# PROBLEM STATEMENT:
Could you write out every line of the material below, from the line with "Locate the white flower" through the final line, adding 20 to each coordinate value in the answers and leaving the other lines unchanged?

[Records from a dataset]

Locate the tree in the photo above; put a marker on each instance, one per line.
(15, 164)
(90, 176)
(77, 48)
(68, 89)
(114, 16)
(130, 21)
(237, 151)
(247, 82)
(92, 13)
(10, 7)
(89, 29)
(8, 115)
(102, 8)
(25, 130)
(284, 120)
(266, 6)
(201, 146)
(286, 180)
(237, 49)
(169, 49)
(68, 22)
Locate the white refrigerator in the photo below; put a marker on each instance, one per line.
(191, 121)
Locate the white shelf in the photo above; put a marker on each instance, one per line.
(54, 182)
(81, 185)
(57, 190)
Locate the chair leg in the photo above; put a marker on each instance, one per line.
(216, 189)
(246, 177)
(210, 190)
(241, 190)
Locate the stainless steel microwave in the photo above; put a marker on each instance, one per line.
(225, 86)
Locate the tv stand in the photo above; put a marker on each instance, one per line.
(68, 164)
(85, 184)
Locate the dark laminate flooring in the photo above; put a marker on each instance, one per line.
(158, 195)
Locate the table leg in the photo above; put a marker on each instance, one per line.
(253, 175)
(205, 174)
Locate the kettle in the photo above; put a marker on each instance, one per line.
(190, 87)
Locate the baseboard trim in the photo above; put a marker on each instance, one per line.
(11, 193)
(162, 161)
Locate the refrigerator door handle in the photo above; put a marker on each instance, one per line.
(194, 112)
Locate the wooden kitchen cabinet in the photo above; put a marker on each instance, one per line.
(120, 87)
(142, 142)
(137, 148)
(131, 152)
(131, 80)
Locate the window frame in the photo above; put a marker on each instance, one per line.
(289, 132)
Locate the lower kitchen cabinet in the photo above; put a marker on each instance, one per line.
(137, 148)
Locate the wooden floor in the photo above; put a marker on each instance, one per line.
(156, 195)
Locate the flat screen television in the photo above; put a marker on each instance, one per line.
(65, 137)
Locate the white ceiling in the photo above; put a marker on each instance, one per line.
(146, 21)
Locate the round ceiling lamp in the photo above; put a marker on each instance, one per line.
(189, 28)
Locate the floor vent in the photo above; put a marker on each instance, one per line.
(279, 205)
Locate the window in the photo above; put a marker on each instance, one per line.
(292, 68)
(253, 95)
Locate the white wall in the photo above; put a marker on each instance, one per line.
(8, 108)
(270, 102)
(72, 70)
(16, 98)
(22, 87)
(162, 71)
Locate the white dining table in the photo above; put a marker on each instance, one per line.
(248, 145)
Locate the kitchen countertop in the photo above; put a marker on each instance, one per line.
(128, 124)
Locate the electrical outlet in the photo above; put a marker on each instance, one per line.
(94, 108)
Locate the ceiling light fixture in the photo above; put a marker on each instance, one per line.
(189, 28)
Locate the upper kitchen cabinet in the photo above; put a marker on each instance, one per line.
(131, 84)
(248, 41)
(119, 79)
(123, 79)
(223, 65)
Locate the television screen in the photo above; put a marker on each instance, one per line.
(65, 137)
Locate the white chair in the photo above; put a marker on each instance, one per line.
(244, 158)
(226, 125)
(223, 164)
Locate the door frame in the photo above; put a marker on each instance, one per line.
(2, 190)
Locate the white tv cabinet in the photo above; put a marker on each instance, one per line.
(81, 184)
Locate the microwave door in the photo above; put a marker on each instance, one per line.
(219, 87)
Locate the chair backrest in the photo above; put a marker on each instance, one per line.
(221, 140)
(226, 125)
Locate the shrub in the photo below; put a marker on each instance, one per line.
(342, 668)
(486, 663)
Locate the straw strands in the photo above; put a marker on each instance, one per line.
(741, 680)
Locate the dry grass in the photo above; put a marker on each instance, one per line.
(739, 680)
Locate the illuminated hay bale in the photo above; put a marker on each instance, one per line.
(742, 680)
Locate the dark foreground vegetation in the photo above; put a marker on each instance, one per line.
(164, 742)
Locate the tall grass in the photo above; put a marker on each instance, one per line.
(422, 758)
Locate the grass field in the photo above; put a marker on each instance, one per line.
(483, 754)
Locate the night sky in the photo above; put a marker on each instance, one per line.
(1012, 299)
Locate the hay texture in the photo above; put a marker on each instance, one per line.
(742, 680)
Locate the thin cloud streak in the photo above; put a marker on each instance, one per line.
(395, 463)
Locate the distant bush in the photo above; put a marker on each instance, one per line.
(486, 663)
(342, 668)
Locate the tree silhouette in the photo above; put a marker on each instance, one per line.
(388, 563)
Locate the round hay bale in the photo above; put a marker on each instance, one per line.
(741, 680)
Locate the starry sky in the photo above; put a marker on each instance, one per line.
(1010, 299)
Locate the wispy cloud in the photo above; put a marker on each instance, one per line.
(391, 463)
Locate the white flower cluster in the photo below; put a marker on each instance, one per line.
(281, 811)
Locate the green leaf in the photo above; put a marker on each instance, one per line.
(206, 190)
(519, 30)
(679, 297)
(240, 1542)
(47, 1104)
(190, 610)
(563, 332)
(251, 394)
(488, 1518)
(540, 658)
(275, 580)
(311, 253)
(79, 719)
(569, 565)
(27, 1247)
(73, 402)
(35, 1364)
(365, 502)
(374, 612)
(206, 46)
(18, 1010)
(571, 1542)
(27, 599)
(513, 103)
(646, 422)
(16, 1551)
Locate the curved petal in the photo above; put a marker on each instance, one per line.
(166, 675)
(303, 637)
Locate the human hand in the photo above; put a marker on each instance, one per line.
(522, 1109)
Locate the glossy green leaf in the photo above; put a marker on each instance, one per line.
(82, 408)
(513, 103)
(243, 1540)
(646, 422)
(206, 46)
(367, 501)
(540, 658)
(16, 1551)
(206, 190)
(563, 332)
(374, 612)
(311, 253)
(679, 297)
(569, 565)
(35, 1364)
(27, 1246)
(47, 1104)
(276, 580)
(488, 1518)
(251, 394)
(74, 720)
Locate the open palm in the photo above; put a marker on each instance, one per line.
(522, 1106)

# COMPLETED TASK:
Locate the white flower cluster in the photo below; put a marker on each instance, one per line.
(301, 831)
Locate the green leaf in the photo above; put a marker on each instance, one per line.
(226, 210)
(539, 50)
(699, 317)
(260, 1562)
(67, 1124)
(210, 630)
(583, 352)
(271, 414)
(508, 1538)
(560, 678)
(295, 600)
(331, 273)
(99, 739)
(589, 585)
(47, 1267)
(93, 422)
(55, 1384)
(385, 522)
(394, 632)
(226, 66)
(38, 1030)
(591, 1562)
(47, 619)
(533, 123)
(666, 442)
(36, 1571)
Locate the curved petal in the photo above; put a marker on each instance, one per line.
(186, 695)
(323, 657)
Locate the human hand in the photo above; put a marker on each instance, one per line.
(542, 1129)
Locate the glossy green leaf in the photo above; put a marker on each instance, one per line.
(102, 428)
(533, 123)
(263, 1560)
(666, 442)
(226, 66)
(387, 521)
(560, 678)
(36, 1571)
(226, 210)
(583, 352)
(394, 632)
(331, 273)
(699, 317)
(589, 585)
(55, 1384)
(47, 1266)
(67, 1124)
(296, 600)
(508, 1538)
(271, 414)
(94, 740)
Locate the open palm in the photo above; put a marker on each instance, one per line.
(542, 1126)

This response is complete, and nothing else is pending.